GIVEN INFORMATION start

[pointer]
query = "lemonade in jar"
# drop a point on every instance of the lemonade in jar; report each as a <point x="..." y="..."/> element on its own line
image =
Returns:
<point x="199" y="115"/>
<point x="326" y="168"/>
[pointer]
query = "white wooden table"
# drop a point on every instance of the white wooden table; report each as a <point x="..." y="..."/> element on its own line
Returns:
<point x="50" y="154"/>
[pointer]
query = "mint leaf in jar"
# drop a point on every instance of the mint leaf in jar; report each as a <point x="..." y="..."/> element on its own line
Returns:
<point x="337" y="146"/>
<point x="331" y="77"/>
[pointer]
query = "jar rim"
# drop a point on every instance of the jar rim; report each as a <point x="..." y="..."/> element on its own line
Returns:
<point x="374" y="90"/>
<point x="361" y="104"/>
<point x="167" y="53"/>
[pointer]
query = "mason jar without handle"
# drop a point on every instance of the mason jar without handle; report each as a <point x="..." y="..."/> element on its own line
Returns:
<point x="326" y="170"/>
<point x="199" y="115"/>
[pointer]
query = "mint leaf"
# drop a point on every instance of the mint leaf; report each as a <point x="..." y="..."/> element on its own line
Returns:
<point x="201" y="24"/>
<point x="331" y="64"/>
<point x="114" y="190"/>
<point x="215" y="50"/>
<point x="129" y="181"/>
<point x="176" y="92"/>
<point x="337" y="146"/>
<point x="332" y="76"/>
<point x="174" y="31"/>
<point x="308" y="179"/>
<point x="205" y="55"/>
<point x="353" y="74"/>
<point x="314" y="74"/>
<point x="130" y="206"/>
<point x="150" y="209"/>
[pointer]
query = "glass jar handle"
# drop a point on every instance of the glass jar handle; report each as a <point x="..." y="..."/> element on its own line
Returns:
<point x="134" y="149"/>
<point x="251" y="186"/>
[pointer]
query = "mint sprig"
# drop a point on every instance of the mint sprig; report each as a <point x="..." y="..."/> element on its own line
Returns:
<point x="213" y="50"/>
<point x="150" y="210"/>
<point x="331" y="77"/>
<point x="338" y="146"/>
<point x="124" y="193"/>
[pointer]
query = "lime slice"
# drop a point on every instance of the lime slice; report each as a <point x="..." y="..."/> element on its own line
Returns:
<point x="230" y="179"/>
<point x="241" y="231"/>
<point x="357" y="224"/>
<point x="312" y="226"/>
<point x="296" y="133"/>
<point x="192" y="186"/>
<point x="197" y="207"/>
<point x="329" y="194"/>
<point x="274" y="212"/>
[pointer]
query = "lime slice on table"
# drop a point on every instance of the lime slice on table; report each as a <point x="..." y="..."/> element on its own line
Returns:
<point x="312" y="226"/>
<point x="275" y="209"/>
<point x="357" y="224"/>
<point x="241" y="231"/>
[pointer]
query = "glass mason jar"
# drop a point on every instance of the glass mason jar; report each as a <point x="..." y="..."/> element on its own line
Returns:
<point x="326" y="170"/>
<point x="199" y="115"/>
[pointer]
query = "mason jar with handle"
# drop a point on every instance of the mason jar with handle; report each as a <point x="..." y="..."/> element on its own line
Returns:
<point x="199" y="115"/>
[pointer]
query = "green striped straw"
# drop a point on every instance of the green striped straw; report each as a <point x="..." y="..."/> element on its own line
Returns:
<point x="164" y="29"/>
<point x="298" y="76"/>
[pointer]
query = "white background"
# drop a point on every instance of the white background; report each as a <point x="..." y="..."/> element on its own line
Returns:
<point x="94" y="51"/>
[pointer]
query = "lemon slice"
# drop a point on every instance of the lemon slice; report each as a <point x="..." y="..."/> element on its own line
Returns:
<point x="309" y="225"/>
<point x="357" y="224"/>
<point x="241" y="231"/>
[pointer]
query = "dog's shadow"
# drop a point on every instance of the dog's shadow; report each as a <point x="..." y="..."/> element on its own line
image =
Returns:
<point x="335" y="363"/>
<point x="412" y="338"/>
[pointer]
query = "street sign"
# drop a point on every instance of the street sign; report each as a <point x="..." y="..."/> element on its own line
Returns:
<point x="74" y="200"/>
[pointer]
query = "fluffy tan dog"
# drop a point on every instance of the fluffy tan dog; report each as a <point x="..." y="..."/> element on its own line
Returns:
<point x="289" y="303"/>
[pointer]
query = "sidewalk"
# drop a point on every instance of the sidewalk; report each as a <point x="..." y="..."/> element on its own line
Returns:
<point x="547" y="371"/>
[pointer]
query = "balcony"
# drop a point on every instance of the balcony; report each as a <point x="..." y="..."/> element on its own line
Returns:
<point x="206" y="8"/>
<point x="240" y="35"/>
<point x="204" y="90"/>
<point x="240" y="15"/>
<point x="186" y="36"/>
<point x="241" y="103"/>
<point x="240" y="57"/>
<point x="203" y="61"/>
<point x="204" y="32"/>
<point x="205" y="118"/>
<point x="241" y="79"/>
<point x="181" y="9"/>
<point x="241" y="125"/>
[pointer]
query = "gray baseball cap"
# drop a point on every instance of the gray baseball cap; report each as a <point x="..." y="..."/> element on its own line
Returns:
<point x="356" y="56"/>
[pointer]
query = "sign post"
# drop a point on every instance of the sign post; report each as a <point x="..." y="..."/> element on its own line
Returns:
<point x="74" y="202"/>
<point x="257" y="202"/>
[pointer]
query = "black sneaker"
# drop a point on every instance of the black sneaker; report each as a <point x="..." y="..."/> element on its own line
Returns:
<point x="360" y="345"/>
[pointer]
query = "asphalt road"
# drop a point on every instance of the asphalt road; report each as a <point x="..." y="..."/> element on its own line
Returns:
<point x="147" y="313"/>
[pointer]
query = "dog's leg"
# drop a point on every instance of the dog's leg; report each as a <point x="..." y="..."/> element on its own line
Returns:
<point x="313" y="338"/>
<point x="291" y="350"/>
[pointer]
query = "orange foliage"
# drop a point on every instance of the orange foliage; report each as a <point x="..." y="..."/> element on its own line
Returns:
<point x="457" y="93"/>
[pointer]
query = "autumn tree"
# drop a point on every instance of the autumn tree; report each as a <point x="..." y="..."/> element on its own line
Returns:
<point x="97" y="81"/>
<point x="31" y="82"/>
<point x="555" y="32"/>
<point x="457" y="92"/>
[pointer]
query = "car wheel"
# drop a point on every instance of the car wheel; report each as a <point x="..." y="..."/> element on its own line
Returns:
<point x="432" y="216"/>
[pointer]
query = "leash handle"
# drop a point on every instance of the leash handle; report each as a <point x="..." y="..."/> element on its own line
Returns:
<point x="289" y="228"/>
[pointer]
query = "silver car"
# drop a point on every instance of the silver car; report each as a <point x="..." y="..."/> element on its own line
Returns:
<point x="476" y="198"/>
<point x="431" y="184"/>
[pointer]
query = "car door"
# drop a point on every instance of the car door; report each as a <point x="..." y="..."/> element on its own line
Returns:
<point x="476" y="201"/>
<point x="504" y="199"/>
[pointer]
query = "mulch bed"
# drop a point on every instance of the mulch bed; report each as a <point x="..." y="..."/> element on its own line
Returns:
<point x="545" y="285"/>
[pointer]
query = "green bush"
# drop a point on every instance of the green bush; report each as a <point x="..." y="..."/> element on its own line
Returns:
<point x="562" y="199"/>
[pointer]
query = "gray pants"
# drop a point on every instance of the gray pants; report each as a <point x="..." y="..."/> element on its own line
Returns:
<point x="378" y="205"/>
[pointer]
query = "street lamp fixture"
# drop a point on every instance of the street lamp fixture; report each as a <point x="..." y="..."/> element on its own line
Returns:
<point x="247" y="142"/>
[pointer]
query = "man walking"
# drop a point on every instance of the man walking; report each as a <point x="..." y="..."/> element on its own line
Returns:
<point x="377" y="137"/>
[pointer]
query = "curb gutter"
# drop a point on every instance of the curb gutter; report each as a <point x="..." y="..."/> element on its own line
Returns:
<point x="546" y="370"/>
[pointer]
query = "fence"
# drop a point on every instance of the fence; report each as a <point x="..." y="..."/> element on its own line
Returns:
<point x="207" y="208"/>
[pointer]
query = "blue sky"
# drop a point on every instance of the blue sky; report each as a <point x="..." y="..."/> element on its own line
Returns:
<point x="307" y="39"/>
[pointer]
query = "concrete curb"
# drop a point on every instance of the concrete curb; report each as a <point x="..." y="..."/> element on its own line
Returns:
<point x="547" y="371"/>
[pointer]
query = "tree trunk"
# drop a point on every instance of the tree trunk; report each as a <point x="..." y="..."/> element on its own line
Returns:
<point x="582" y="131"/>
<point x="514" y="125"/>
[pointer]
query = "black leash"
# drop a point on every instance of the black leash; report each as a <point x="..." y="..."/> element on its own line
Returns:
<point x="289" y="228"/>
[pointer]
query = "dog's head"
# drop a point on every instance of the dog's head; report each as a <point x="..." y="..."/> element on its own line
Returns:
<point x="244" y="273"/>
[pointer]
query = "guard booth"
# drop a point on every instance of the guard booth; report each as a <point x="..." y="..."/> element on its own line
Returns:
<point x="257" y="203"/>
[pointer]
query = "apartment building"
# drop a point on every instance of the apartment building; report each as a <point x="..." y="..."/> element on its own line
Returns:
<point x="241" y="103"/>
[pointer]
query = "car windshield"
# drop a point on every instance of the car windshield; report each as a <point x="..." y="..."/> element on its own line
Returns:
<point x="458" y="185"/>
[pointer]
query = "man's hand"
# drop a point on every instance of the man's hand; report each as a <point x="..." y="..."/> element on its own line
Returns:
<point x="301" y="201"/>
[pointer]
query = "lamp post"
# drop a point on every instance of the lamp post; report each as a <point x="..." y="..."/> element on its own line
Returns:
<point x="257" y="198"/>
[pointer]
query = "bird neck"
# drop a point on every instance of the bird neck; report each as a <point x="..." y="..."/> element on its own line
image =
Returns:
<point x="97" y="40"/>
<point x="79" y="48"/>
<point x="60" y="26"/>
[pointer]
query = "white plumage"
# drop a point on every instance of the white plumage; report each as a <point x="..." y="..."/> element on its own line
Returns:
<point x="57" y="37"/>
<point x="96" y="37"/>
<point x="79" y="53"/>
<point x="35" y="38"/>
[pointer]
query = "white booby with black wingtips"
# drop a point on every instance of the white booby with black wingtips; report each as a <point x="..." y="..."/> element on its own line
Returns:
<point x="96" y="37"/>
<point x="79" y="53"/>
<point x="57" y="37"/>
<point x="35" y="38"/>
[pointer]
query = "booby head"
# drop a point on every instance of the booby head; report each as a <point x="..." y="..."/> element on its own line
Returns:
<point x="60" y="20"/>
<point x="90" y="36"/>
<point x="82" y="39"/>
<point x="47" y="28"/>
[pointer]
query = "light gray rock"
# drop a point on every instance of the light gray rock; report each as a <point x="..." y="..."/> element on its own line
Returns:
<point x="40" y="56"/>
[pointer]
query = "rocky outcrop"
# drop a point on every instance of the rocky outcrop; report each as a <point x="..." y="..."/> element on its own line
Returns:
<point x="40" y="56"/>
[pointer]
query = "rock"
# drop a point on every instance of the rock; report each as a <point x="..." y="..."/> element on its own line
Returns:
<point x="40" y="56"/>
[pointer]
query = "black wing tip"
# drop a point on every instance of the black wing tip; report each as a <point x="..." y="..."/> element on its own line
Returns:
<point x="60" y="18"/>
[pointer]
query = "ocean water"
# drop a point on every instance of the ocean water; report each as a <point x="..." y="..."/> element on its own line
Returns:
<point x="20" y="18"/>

GIVEN INFORMATION end

▶ [EXERCISE]:
How many lines of the items above contain the word "leash"? Tally them and give only the number.

▶ [RESPONSE TO THIS EXERCISE]:
4